→ Task statement
Offset the point coordinates in the listing below by 52: rewrite everything from the line containing "Every instance of the pointed" down to the end of the listing, requests included, adding 52 to both numbers of every point. Leave the pictures out of your answer.

→ Photo object pointing listing
-.-.-

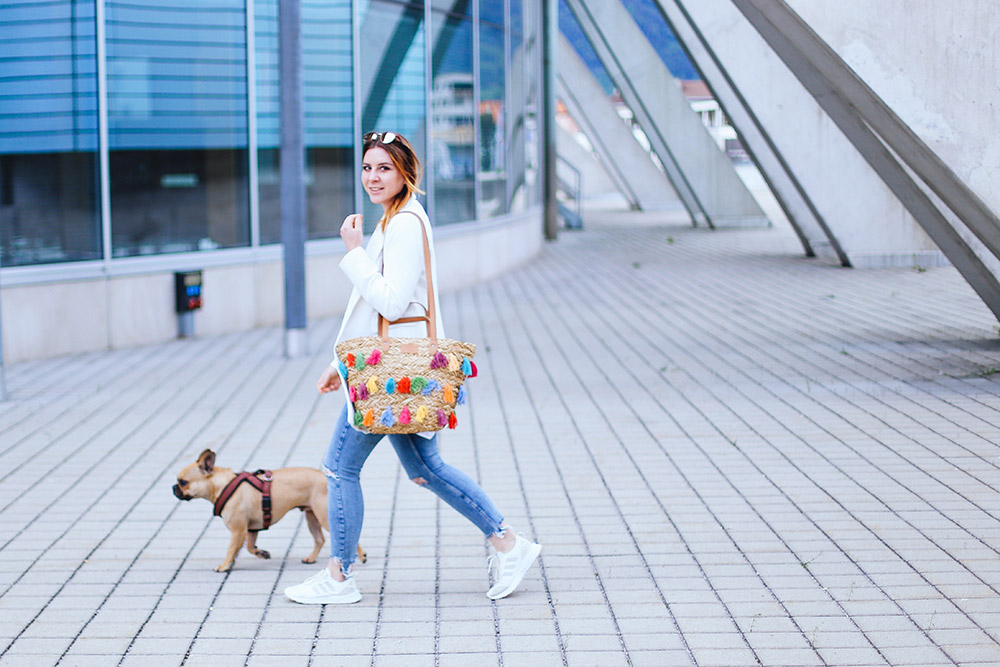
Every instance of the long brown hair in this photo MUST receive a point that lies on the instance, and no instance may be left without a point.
(404, 158)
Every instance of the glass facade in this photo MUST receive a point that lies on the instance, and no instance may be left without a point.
(149, 151)
(49, 185)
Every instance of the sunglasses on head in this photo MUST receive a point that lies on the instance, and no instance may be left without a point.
(383, 137)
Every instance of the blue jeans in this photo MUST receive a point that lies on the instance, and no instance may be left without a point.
(348, 451)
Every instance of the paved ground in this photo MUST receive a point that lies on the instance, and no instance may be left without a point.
(732, 456)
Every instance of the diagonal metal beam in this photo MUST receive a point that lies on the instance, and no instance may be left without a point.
(802, 213)
(873, 129)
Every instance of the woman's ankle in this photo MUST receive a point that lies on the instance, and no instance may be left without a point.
(336, 571)
(504, 540)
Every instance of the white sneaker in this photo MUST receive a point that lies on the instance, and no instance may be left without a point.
(321, 588)
(509, 568)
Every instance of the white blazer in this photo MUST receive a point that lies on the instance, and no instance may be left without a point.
(389, 277)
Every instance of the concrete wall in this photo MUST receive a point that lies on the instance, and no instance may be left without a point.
(83, 314)
(872, 227)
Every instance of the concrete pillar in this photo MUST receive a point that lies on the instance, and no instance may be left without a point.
(627, 163)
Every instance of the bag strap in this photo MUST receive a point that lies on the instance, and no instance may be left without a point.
(430, 313)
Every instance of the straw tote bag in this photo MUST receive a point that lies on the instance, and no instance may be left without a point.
(406, 385)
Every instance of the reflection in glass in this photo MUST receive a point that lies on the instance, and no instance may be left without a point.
(177, 112)
(49, 201)
(393, 82)
(516, 114)
(326, 62)
(492, 121)
(452, 146)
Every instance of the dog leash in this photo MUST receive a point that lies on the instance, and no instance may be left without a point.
(262, 484)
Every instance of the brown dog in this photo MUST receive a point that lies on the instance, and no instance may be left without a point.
(304, 488)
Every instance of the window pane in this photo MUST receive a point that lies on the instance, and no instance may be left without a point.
(327, 64)
(49, 195)
(492, 139)
(516, 115)
(177, 111)
(452, 120)
(393, 84)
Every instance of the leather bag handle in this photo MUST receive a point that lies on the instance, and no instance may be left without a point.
(430, 313)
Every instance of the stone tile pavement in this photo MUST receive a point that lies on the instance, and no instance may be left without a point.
(732, 455)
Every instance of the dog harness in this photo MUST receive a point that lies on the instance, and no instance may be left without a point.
(260, 480)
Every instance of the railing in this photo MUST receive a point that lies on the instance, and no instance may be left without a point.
(570, 191)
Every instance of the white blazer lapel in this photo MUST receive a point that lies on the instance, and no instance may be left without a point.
(374, 250)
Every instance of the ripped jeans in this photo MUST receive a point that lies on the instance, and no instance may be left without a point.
(348, 451)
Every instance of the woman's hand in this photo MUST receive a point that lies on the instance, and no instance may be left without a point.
(329, 381)
(351, 232)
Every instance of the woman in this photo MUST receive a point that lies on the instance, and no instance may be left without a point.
(390, 174)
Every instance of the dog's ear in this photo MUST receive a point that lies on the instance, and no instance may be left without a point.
(206, 462)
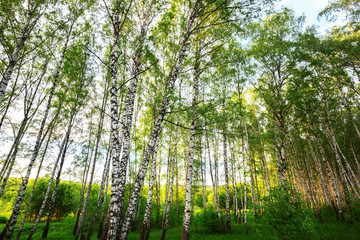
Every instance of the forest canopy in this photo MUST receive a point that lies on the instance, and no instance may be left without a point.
(178, 119)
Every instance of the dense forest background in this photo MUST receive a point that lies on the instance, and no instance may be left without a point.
(201, 119)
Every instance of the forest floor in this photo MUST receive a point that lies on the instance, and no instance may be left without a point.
(330, 229)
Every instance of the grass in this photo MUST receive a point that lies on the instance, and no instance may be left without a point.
(331, 229)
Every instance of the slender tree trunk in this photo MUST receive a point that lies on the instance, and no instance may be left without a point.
(21, 193)
(147, 216)
(157, 127)
(53, 197)
(166, 220)
(214, 186)
(33, 188)
(98, 138)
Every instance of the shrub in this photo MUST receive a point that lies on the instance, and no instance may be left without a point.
(3, 220)
(288, 215)
(209, 220)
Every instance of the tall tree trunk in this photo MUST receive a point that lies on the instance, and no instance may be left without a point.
(228, 220)
(21, 193)
(98, 138)
(145, 230)
(214, 186)
(172, 171)
(53, 197)
(157, 127)
(33, 188)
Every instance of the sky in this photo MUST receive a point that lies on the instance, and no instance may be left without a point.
(311, 9)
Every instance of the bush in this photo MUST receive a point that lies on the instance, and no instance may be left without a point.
(288, 215)
(209, 220)
(3, 220)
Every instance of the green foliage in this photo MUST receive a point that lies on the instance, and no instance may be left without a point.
(209, 220)
(287, 214)
(3, 219)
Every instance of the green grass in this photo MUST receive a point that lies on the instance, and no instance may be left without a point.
(331, 229)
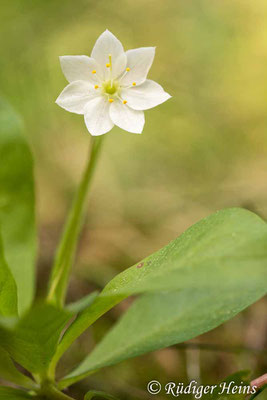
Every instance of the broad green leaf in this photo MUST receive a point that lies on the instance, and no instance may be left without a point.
(7, 393)
(8, 289)
(33, 341)
(82, 303)
(94, 393)
(205, 277)
(9, 372)
(17, 204)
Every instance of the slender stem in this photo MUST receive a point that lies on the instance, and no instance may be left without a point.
(51, 393)
(67, 248)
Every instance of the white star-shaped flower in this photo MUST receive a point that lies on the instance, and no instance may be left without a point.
(110, 87)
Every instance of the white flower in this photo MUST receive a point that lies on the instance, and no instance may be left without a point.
(110, 87)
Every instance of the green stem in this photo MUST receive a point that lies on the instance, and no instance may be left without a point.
(67, 248)
(51, 393)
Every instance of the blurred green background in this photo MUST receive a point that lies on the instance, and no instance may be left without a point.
(203, 150)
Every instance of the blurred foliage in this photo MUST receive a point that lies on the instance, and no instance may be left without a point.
(202, 150)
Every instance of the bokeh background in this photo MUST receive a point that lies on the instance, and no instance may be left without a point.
(203, 150)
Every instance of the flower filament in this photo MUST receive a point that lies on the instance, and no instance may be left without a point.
(111, 87)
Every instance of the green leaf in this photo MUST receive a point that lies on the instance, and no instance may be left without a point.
(17, 204)
(82, 303)
(7, 393)
(8, 288)
(9, 372)
(240, 379)
(261, 395)
(198, 281)
(33, 341)
(94, 393)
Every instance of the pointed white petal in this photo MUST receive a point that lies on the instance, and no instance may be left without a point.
(126, 118)
(107, 44)
(75, 96)
(118, 66)
(139, 61)
(147, 95)
(78, 68)
(97, 117)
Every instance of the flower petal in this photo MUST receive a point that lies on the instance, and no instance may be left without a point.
(126, 118)
(107, 44)
(147, 95)
(139, 61)
(78, 68)
(97, 117)
(75, 96)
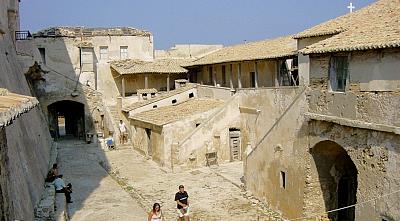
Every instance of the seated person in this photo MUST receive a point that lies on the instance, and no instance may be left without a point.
(52, 174)
(110, 142)
(61, 188)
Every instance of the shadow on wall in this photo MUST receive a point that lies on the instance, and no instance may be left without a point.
(337, 177)
(68, 99)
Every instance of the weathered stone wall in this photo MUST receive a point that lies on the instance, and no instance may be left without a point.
(28, 139)
(368, 71)
(377, 159)
(5, 206)
(266, 74)
(175, 132)
(187, 51)
(201, 140)
(272, 124)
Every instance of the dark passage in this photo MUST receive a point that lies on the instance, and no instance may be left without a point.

-.-.-

→ Answer to this exercise
Every instance of the pointed white petal in this photo MUST receive a point that lies on the instance, and no instance may be left without a point.
(178, 170)
(159, 96)
(127, 148)
(170, 118)
(191, 113)
(199, 147)
(130, 120)
(149, 169)
Every instance of the flower petal in this photo MUST receive a point that lies on the instance, and no instance may be left without a point.
(178, 170)
(159, 96)
(199, 147)
(191, 113)
(130, 120)
(149, 169)
(127, 148)
Every instance of the seated person in this photo MUST receive a point that lies on the instance, and no instance may be left without a point.
(104, 226)
(162, 194)
(113, 240)
Every instance of the shadow on wall in this photo MUST receive a point that lies on the instance, and no instance may be left without a point.
(389, 229)
(120, 151)
Every instance of the weathered stone wall in this photo MUST receive a point that lies on the instance, and no instance may be left without a point.
(80, 191)
(420, 123)
(429, 211)
(57, 258)
(318, 126)
(227, 184)
(239, 103)
(253, 192)
(324, 176)
Every instance of the dark passage in this photo MUST receive a point that lies on the instance, and no instance may be left without a point.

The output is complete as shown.